Task for the records below: please copy exactly, and only, the lines from the one containing "Could you please point to the baby's hand" to the last line, both included, leaving out the pictures.

(Stored items)
%%
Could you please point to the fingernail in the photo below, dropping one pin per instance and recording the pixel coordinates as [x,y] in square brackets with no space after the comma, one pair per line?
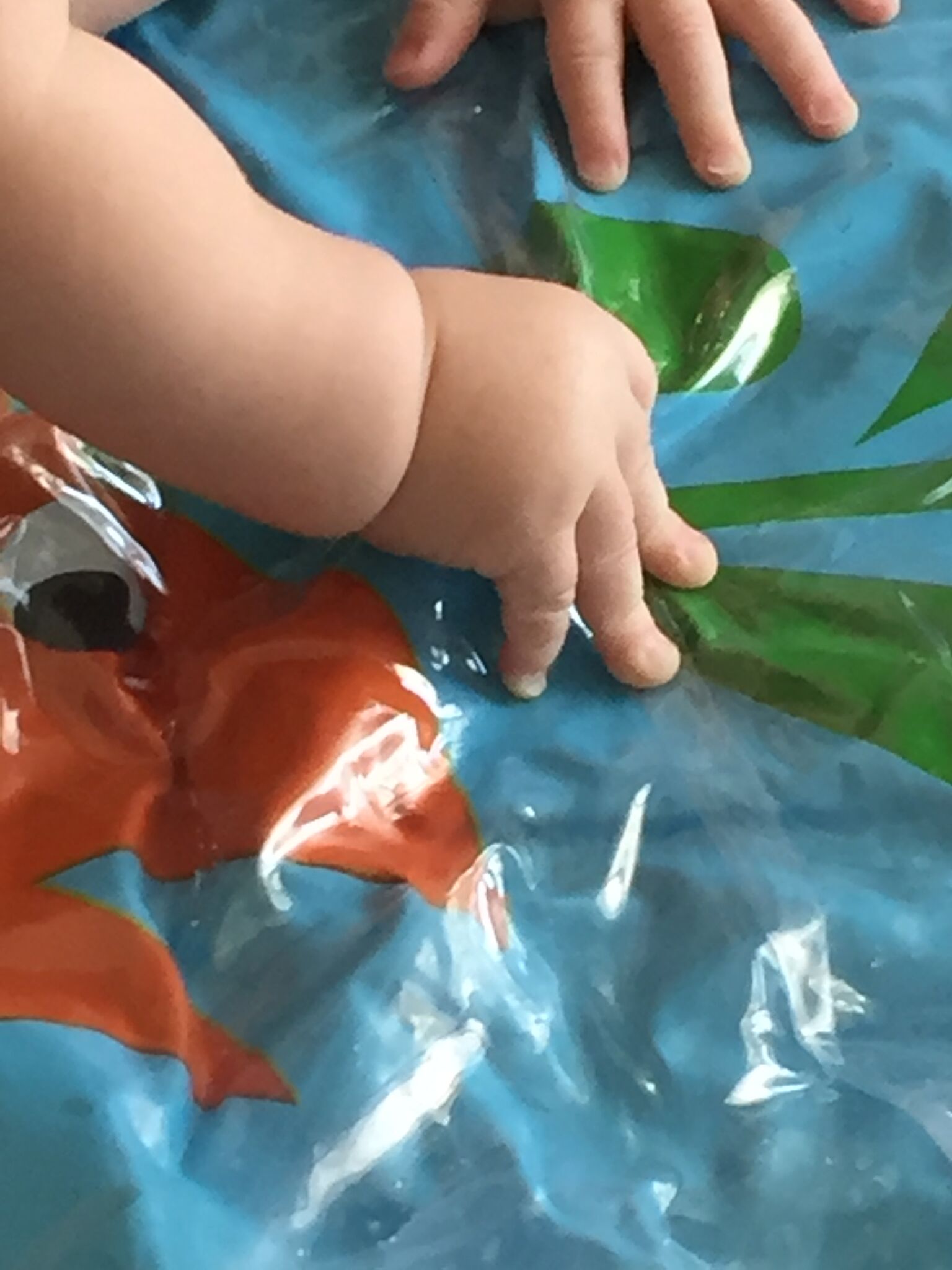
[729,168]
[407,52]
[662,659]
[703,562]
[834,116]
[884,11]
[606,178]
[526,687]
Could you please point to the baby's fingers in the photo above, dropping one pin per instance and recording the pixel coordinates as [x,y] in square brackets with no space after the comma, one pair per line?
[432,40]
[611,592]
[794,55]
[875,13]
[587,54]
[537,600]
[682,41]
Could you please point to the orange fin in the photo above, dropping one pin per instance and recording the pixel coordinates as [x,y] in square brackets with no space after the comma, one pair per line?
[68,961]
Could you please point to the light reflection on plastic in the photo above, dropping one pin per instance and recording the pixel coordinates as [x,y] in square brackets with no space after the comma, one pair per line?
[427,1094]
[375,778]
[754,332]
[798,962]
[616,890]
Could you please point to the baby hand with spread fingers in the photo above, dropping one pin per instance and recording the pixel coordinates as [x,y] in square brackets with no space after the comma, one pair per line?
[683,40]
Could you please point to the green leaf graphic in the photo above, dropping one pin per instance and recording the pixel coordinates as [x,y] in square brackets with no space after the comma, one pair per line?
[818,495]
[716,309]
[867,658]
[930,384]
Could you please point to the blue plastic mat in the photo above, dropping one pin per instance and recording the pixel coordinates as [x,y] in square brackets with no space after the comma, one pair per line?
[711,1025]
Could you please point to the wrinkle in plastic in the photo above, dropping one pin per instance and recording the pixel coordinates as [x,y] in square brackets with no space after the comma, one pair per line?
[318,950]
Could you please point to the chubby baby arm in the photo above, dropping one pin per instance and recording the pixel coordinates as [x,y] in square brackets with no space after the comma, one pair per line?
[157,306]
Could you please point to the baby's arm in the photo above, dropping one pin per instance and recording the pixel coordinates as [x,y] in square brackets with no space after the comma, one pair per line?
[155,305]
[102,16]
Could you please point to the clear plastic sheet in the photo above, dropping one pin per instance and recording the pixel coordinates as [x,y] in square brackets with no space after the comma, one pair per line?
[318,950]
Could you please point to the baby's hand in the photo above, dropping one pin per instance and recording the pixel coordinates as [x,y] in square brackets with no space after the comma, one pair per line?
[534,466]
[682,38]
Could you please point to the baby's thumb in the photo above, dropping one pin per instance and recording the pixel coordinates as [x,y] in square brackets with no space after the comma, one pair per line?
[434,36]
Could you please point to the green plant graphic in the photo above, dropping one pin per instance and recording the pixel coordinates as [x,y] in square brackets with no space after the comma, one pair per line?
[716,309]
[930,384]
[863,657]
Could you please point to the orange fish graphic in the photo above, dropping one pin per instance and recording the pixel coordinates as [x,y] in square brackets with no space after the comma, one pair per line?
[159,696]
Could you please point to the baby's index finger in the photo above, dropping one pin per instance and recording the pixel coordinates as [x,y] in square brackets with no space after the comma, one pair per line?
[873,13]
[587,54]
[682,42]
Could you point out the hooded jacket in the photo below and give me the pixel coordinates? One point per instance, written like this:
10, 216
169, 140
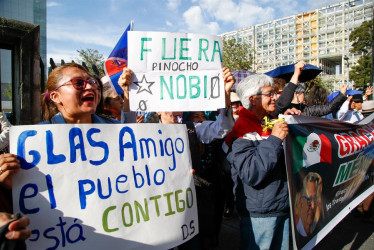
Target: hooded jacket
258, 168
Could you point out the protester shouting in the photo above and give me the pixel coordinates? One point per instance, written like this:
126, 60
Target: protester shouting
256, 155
%%
▸ REPLY TO THE TASK
Could you please point to the baby's hand in the photo above, dropping one pin per instance and recording the pixel coordinates as [x,y] in square brackets with no space after the comma, one pair per line?
[534,466]
[682,38]
Could you please point to the baby's thumb in the photo above, dropping one pin per instance and recording the pixel coordinates as [x,y] in square brackets with no space after the comma, one pair per line?
[434,36]
Could you please point to the green plant graphic in the photo above, dropping one pin per instance and recording the pixel coordinates as [x,y] in square brackets with no space after the comma, one pair per line?
[716,309]
[930,384]
[863,657]
Could you please point to the orange fish graphic in the photo above, dropping one pin per instance and recording the pixel coordinates as [x,y] in square brackets with no space after the comma, one pair per line?
[159,696]
Could you please point to the baby's index finger in the photo above, dropping one pin per instance and recording the pixel coordinates as [x,y] in square brackets with no space after the comma, one pair per line?
[873,13]
[587,54]
[682,42]
Could you point out the hooded jacket in the photo below and give me the pixel coordinates? One point per instance, written like this:
10, 216
169, 140
Target: hooded jacket
258, 168
Could you point out the protester shouting in the photo above and give me the pixel coordinates? One point per instance, written like this:
126, 60
Target: protester shouting
256, 155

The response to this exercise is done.